Work instructions: Pull out each line of the records that contains the string "with". Treat uppercase and lowercase letters as distinct.

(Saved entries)
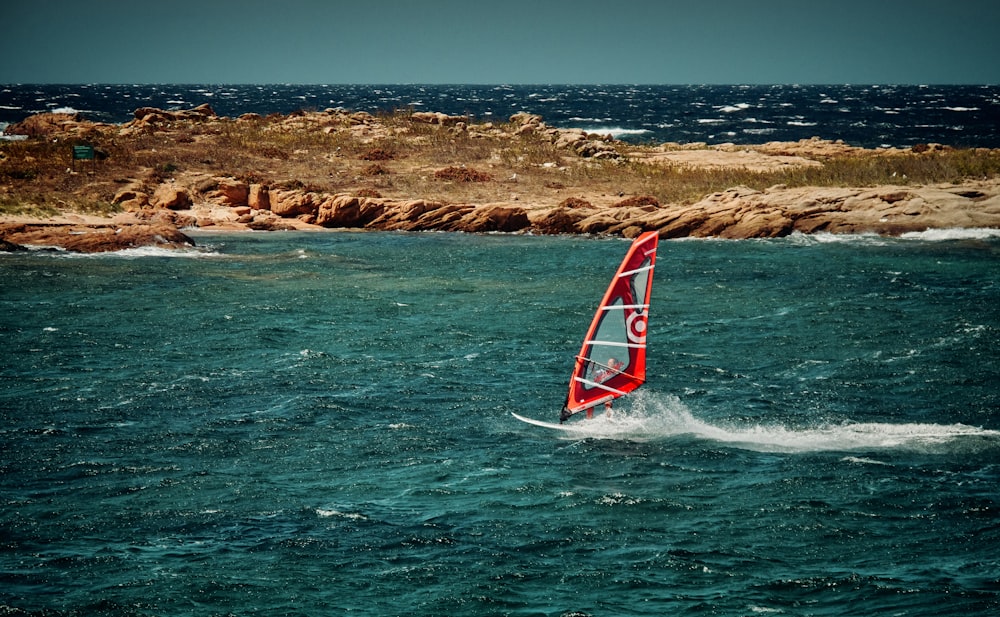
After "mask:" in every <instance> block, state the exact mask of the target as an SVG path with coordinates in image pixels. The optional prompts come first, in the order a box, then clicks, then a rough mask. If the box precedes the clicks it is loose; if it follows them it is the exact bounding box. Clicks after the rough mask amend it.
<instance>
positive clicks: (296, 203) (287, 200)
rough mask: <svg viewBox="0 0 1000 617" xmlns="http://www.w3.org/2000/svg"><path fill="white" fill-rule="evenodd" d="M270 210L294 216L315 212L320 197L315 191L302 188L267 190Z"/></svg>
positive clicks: (320, 198) (315, 210)
mask: <svg viewBox="0 0 1000 617" xmlns="http://www.w3.org/2000/svg"><path fill="white" fill-rule="evenodd" d="M268 198H269V201H270V204H271V212H274V213H275V214H277V215H278V216H281V217H286V218H294V217H296V216H299V215H300V214H313V215H315V214H316V210H317V208H318V207H319V202H320V201H321V199H322V198H320V197H318V196H317V195H316V194H315V193H310V192H306V191H302V190H297V189H293V190H278V189H274V190H271V191H269V192H268Z"/></svg>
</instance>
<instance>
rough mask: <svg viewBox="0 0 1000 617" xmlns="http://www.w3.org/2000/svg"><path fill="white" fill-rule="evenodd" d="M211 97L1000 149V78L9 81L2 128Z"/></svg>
mask: <svg viewBox="0 0 1000 617" xmlns="http://www.w3.org/2000/svg"><path fill="white" fill-rule="evenodd" d="M202 103H208V104H210V105H211V106H212V107H213V109H214V110H215V112H216V113H217V114H219V115H223V116H230V117H235V116H239V115H241V114H244V113H249V112H254V113H258V114H261V115H266V114H269V113H282V114H287V113H290V112H292V111H296V110H300V109H305V110H311V109H315V110H322V109H326V108H330V107H343V108H346V109H349V110H352V111H369V112H377V111H392V110H396V109H409V108H412V109H415V110H421V111H437V112H444V113H447V114H469V115H471V116H472V117H473V118H474V120H475V121H480V122H481V121H490V120H497V121H500V120H506V119H507V118H509V117H510V116H511V115H512V114H514V113H517V112H522V111H524V112H530V113H534V114H539V115H541V116H542V117H543V118H544V120H545V121H546V122H547V123H548V124H549V125H551V126H556V127H560V128H570V127H574V128H582V129H585V130H587V131H591V132H595V133H602V134H611V135H614V136H615V137H617V138H619V139H623V140H627V141H633V142H655V143H662V142H681V143H691V142H706V143H709V144H717V143H726V142H731V143H737V144H752V143H763V142H767V141H797V140H799V139H808V138H810V137H813V136H818V137H822V138H824V139H834V140H835V139H842V140H844V141H845V142H847V143H849V144H851V145H855V146H864V147H880V146H887V147H888V146H894V147H901V148H907V147H910V146H913V145H915V144H918V143H943V144H948V145H952V146H960V147H987V148H1000V86H997V85H983V86H933V85H914V86H893V85H868V86H864V85H827V86H818V85H774V86H752V85H734V86H643V85H635V86H628V85H607V86H602V85H578V86H572V85H569V86H563V85H497V86H479V85H104V84H87V85H6V86H0V127H2V126H3V125H4V123H10V122H16V121H19V120H21V119H23V118H24V117H26V116H28V115H31V114H35V113H39V112H46V111H79V112H80V113H82V114H83V115H84V116H85V117H87V118H88V119H91V120H95V121H101V122H116V123H118V122H126V121H128V120H130V119H131V118H132V112H133V111H134V110H135V109H137V108H139V107H147V106H151V107H159V108H164V109H178V108H179V109H186V108H191V107H195V106H197V105H201V104H202Z"/></svg>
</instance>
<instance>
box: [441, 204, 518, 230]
mask: <svg viewBox="0 0 1000 617" xmlns="http://www.w3.org/2000/svg"><path fill="white" fill-rule="evenodd" d="M530 225H531V222H530V221H529V220H528V214H527V213H526V212H525V211H524V208H519V207H511V206H481V207H479V208H476V209H474V210H473V211H472V212H469V213H468V214H466V215H465V216H463V217H462V218H461V220H460V221H459V222H458V227H457V228H456V229H455V231H465V232H470V233H482V232H489V231H502V232H512V231H520V230H522V229H525V228H527V227H529V226H530Z"/></svg>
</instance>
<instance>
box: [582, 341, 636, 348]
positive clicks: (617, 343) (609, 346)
mask: <svg viewBox="0 0 1000 617" xmlns="http://www.w3.org/2000/svg"><path fill="white" fill-rule="evenodd" d="M587 344H588V345H600V346H602V347H628V348H629V349H645V348H646V344H645V343H622V342H619V341H596V340H594V341H587Z"/></svg>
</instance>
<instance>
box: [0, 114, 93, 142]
mask: <svg viewBox="0 0 1000 617" xmlns="http://www.w3.org/2000/svg"><path fill="white" fill-rule="evenodd" d="M80 122H82V118H81V117H80V114H66V113H43V114H35V115H33V116H28V117H27V118H25V119H24V120H22V121H20V122H16V123H14V124H11V125H10V126H8V127H7V128H6V129H5V130H4V133H6V134H7V135H27V136H28V137H44V136H47V135H56V134H59V133H65V132H66V131H68V130H72V129H73V128H76V127H78V126H79V124H80Z"/></svg>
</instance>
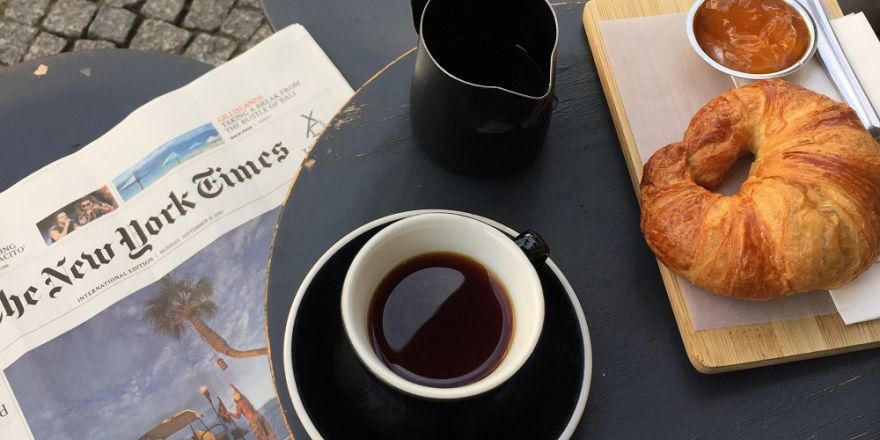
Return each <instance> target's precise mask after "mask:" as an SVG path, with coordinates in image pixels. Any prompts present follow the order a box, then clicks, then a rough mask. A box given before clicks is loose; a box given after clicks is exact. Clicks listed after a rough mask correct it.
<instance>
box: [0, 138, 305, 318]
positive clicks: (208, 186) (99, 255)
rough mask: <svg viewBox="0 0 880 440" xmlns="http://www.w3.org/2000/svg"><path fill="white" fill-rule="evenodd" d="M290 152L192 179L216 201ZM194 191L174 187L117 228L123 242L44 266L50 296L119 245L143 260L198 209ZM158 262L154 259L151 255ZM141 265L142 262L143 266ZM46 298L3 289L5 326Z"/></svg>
mask: <svg viewBox="0 0 880 440" xmlns="http://www.w3.org/2000/svg"><path fill="white" fill-rule="evenodd" d="M289 153H290V152H289V151H288V149H287V148H286V147H284V146H283V145H282V143H281V142H278V143H276V144H275V145H273V146H272V147H271V148H269V149H268V151H262V152H261V153H260V155H259V156H257V158H256V160H255V161H251V160H248V161H246V162H244V163H243V164H240V165H238V166H236V167H231V168H229V169H228V170H224V169H223V168H221V167H209V168H208V169H207V171H202V172H199V173H197V174H195V175H194V176H193V177H192V182H193V184H195V185H196V193H197V194H198V196H199V197H202V198H205V199H212V198H215V197H218V196H220V195H221V194H222V193H223V192H224V191H225V190H227V189H229V188H233V187H235V186H237V185H241V184H246V183H248V182H250V181H252V180H254V179H256V178H257V177H258V176H259V175H260V174H261V173H262V172H263V171H264V170H266V169H268V168H271V167H273V166H274V165H276V164H279V163H281V162H283V161H284V160H285V159H286V158H287V157H288V155H289ZM189 197H190V192H189V191H184V192H180V193H179V195H178V192H175V191H173V190H172V191H171V192H170V193H169V194H168V199H167V200H168V202H169V203H168V204H167V205H166V206H165V207H163V208H162V209H160V210H159V212H158V213H157V214H156V215H153V216H150V217H148V218H147V219H146V220H143V221H138V220H137V219H132V220H130V221H129V222H128V224H127V225H126V226H123V227H119V228H116V230H115V231H114V233H115V234H116V235H117V238H118V241H110V242H107V243H104V244H103V245H101V246H99V247H97V248H95V249H94V250H91V251H83V252H81V253H80V254H79V256H78V257H77V258H75V259H69V258H68V257H62V258H61V259H59V260H58V262H57V263H56V264H55V266H54V267H51V266H49V267H44V268H43V269H42V270H41V271H40V275H42V276H43V284H45V286H47V287H48V288H49V290H48V295H47V296H48V298H50V299H54V298H57V297H58V295H59V293H61V291H62V289H63V288H64V287H66V286H71V287H72V286H74V284H76V283H77V282H78V281H79V280H82V279H84V278H86V277H87V276H88V273H89V272H90V271H92V270H96V269H100V268H101V267H102V266H106V265H108V264H110V263H111V262H113V261H114V259H115V258H116V257H117V249H116V248H115V245H116V244H117V243H118V244H119V245H122V246H123V247H124V248H125V250H126V254H127V256H128V258H129V259H130V260H138V259H140V258H143V257H144V255H146V254H147V253H148V252H150V251H152V249H153V241H152V237H155V236H157V235H159V234H161V232H162V230H163V229H165V227H166V226H167V225H170V224H174V223H175V222H176V221H178V220H179V219H181V218H182V217H186V216H187V215H189V214H190V213H191V212H192V211H194V210H196V209H197V204H196V202H195V201H193V200H192V199H190V198H189ZM149 261H152V257H151V258H150V259H149ZM139 266H140V265H139ZM43 299H44V296H43V294H42V292H41V291H40V290H39V289H38V288H37V287H34V286H33V285H32V286H28V287H27V288H26V289H24V291H23V292H21V293H18V294H7V293H6V292H5V291H4V290H3V289H2V288H0V325H2V324H3V323H4V322H6V321H8V319H7V318H15V319H19V318H21V317H22V316H23V315H24V314H25V312H26V311H27V310H30V309H32V308H34V307H36V306H37V305H38V304H39V303H40V301H42V300H43Z"/></svg>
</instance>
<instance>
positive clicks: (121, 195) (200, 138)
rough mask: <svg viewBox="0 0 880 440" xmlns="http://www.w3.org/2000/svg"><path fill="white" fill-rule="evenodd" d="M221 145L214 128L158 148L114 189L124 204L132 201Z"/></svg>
mask: <svg viewBox="0 0 880 440" xmlns="http://www.w3.org/2000/svg"><path fill="white" fill-rule="evenodd" d="M220 145H223V138H222V137H220V133H218V132H217V129H216V128H214V125H213V124H211V123H207V124H204V125H201V126H199V127H196V128H194V129H192V130H190V131H188V132H186V133H183V134H181V135H179V136H177V137H175V138H174V139H171V140H170V141H168V142H166V143H164V144H162V145H161V146H159V148H156V150H155V151H153V152H152V153H150V154H149V155H148V156H147V157H145V158H143V159H141V160H140V161H139V162H138V163H136V164H135V165H134V166H132V167H131V168H129V169H127V170H125V172H124V173H122V174H120V175H119V176H117V177H116V178H115V179H113V186H115V187H116V191H119V194H120V195H121V196H122V199H123V200H129V199H131V198H132V197H134V196H135V195H137V194H138V193H140V192H141V191H143V190H144V189H146V188H147V187H149V186H150V185H152V184H153V182H155V181H157V180H159V178H161V177H162V176H164V175H165V174H168V172H169V171H171V170H173V169H174V168H175V167H177V166H178V165H180V164H182V163H184V162H186V161H187V160H189V159H192V158H194V157H196V156H198V155H199V154H201V153H204V152H206V151H208V150H210V149H212V148H214V147H218V146H220Z"/></svg>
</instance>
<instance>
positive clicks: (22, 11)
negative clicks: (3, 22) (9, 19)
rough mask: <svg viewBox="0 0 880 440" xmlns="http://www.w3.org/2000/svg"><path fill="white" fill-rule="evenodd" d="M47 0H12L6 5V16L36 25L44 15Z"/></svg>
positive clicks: (4, 11) (20, 21) (25, 22)
mask: <svg viewBox="0 0 880 440" xmlns="http://www.w3.org/2000/svg"><path fill="white" fill-rule="evenodd" d="M48 9H49V0H12V1H11V2H9V4H8V5H6V11H4V13H3V15H5V16H6V18H8V19H10V20H13V21H17V22H19V23H24V24H28V25H31V26H33V25H36V24H37V23H39V22H40V19H41V18H43V16H44V15H46V11H47V10H48Z"/></svg>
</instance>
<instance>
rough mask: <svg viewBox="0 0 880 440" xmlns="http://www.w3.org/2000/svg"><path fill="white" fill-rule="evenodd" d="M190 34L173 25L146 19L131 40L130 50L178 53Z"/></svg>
mask: <svg viewBox="0 0 880 440" xmlns="http://www.w3.org/2000/svg"><path fill="white" fill-rule="evenodd" d="M190 37H192V34H191V33H190V32H189V31H188V30H186V29H181V28H179V27H177V26H174V25H173V24H169V23H165V22H164V21H160V20H153V19H148V20H144V22H143V23H141V26H140V28H138V30H137V33H136V34H135V36H134V38H133V39H132V40H131V45H129V47H130V48H132V49H140V50H156V51H162V52H174V53H180V52H181V51H182V50H183V47H184V46H186V43H187V42H188V41H189V39H190Z"/></svg>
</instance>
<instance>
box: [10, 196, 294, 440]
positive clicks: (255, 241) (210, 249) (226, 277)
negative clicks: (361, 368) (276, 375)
mask: <svg viewBox="0 0 880 440" xmlns="http://www.w3.org/2000/svg"><path fill="white" fill-rule="evenodd" d="M277 215H278V209H274V210H272V211H269V212H267V213H265V214H263V215H261V216H259V217H257V218H255V219H254V220H251V221H250V222H248V223H245V224H244V225H242V226H239V227H238V228H236V229H234V230H232V231H230V232H228V233H226V234H225V235H223V236H222V237H220V238H219V239H217V240H216V241H215V242H213V243H212V244H210V245H209V246H207V247H206V248H204V249H202V250H201V251H199V252H198V253H197V254H195V255H194V256H193V257H191V258H189V259H188V260H187V261H186V262H184V263H183V264H182V265H180V266H179V267H177V268H176V269H174V270H172V271H171V272H170V273H168V274H167V275H166V276H164V277H163V278H161V279H160V280H159V281H158V282H155V283H153V284H150V285H149V286H147V287H145V288H143V289H140V290H139V291H137V292H134V293H132V294H131V295H130V296H128V297H127V298H125V299H124V300H122V301H119V302H118V303H116V304H114V305H113V306H111V307H109V308H108V309H106V310H104V311H102V312H101V313H99V314H98V315H97V316H95V317H94V318H92V319H91V320H88V321H86V322H84V323H83V324H81V325H79V326H77V327H75V328H74V329H72V330H70V331H68V332H67V333H65V334H63V335H61V336H59V337H57V338H55V339H54V340H52V341H50V342H48V343H46V344H44V345H42V346H40V347H38V348H36V349H34V350H32V351H30V352H29V353H27V354H26V355H24V356H23V357H21V358H20V359H19V360H18V361H16V362H15V363H13V364H12V365H11V366H10V367H9V368H8V369H7V370H6V375H7V379H8V381H9V383H10V385H11V386H12V388H13V389H14V390H15V392H16V396H17V398H18V402H19V405H20V407H21V411H22V413H23V414H24V416H25V419H26V420H27V423H28V425H29V426H30V428H31V431H32V433H33V435H34V438H36V439H37V440H67V439H71V438H80V439H143V440H147V439H160V438H161V439H166V438H167V439H174V440H183V439H199V440H202V439H219V438H227V439H233V438H242V439H256V440H276V439H284V438H286V437H287V430H286V428H285V425H284V422H283V420H282V416H281V410H280V407H279V404H278V401H277V399H276V397H275V388H274V386H273V384H272V379H271V376H270V374H269V358H268V355H267V351H266V336H265V326H266V323H265V315H264V308H265V304H264V300H265V297H264V288H265V274H266V272H265V268H266V262H267V259H268V255H269V248H270V245H271V239H272V232H273V230H274V225H275V220H276V218H277Z"/></svg>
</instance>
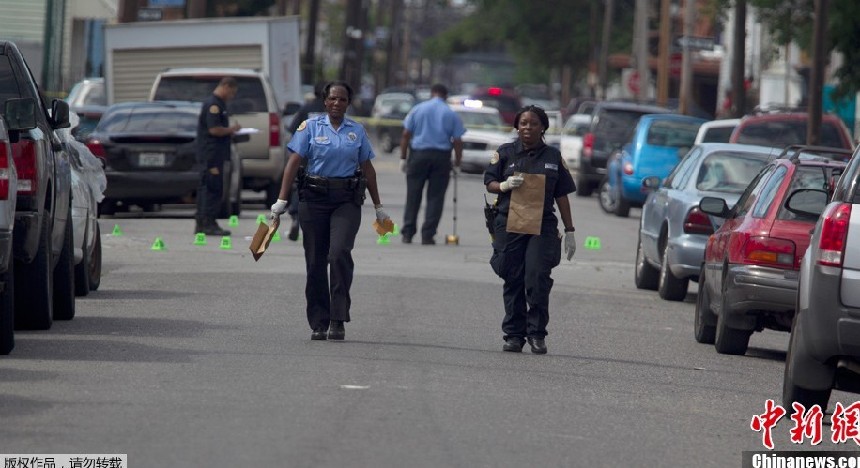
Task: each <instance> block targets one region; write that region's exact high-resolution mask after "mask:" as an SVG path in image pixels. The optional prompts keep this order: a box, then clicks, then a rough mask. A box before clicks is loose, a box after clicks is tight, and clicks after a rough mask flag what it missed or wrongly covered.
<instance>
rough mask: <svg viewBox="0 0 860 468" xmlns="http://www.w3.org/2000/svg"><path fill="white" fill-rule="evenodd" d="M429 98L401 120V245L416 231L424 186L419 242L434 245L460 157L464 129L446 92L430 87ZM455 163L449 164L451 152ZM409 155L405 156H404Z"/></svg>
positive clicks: (400, 142)
mask: <svg viewBox="0 0 860 468" xmlns="http://www.w3.org/2000/svg"><path fill="white" fill-rule="evenodd" d="M430 93H431V95H432V97H431V98H430V99H429V100H427V101H425V102H422V103H420V104H418V105H417V106H415V107H413V108H412V110H411V111H409V114H407V115H406V119H404V121H403V137H402V139H401V141H400V167H401V169H402V170H403V172H405V173H406V207H405V209H404V214H403V227H402V228H401V229H400V232H401V233H402V234H403V242H404V243H406V244H411V243H412V237H413V236H414V235H415V233H416V232H417V230H418V228H417V219H418V209H419V208H420V207H421V197H422V195H423V193H424V186H425V185H426V186H427V206H426V207H425V210H424V224H423V225H422V226H421V243H422V244H424V245H433V244H435V243H436V241H435V240H434V239H433V237H434V236H435V235H436V229H437V228H438V226H439V220H440V219H441V218H442V208H443V207H444V206H445V192H446V191H447V190H448V181H449V177H450V174H451V173H452V172H454V176H455V177H456V175H457V172H459V170H460V160H461V159H462V158H463V140H461V138H462V136H463V134H464V133H466V129H465V127H463V121H462V120H460V116H458V115H457V114H456V113H455V112H454V111H453V110H451V108H450V107H449V106H448V104H447V103H446V102H445V99H447V98H448V89H447V88H446V87H445V86H444V85H442V84H438V83H437V84H434V85H433V86H432V87H431V88H430ZM452 148H453V149H454V162H453V166H452V163H451V149H452ZM407 156H408V157H407Z"/></svg>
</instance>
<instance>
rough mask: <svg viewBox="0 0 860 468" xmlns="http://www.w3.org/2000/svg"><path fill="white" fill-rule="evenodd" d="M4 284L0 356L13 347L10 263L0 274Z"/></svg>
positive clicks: (1, 296)
mask: <svg viewBox="0 0 860 468" xmlns="http://www.w3.org/2000/svg"><path fill="white" fill-rule="evenodd" d="M0 283H3V284H4V287H3V290H2V291H0V356H5V355H7V354H9V353H11V352H12V348H14V347H15V274H14V271H13V265H12V264H10V265H9V268H8V269H7V270H6V273H3V274H2V275H0Z"/></svg>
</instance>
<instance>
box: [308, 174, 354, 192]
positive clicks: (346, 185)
mask: <svg viewBox="0 0 860 468" xmlns="http://www.w3.org/2000/svg"><path fill="white" fill-rule="evenodd" d="M305 183H306V184H307V185H308V186H310V187H319V188H327V189H335V190H337V189H354V188H355V187H357V186H358V178H357V177H320V176H312V175H309V176H306V177H305Z"/></svg>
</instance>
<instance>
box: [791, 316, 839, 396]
mask: <svg viewBox="0 0 860 468" xmlns="http://www.w3.org/2000/svg"><path fill="white" fill-rule="evenodd" d="M791 328H792V331H791V338H789V340H788V351H787V353H786V356H785V372H784V373H783V378H782V404H783V406H784V407H785V408H791V404H792V403H793V402H798V403H800V404H802V405H803V406H804V407H805V408H806V409H809V408H811V407H812V405H818V406H820V407H821V410H822V411H825V410H826V409H827V404H828V403H829V402H830V394H831V393H832V391H833V389H832V385H833V383H832V382H831V388H828V389H827V390H809V389H806V388H803V387H800V386H798V385H797V384H795V383H794V372H795V371H796V370H797V367H798V364H797V362H796V361H797V360H799V359H802V360H803V362H804V365H805V367H806V366H809V365H820V366H825V364H821V363H818V362H817V361H814V360H812V358H810V357H809V356H805V355H804V351H803V349H802V347H801V346H799V345H798V340H799V339H800V338H799V335H800V333H799V330H797V319H796V318H795V320H794V323H793V324H792V327H791ZM828 370H830V369H828Z"/></svg>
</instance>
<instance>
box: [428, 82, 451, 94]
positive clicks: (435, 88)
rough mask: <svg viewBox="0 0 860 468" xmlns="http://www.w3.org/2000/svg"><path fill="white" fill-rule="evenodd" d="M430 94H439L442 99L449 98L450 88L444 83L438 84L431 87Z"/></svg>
mask: <svg viewBox="0 0 860 468" xmlns="http://www.w3.org/2000/svg"><path fill="white" fill-rule="evenodd" d="M430 92H431V93H433V94H438V95H440V96H442V97H448V88H446V87H445V85H443V84H442V83H436V84H434V85H433V86H431V87H430Z"/></svg>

Output of the exercise:
After "mask:" in every <instance> block, state the exact mask of the target as an SVG path with coordinates in image pixels. The optional prompts come first, in the order a box, then clicks, then a rough mask. If the box precedes the clicks it is loose; if it follows them it is the exact bounding box. Clicks after the rough mask amend it.
Return each <instance> target's precise mask after "mask:" as an SVG path, with coordinates in image pixels. Any prompts present follow the order a box, then clicks, then a rough mask. A box given before clicks is loose; a box given after clicks is exact. Clicks listed after a rough mask correct it.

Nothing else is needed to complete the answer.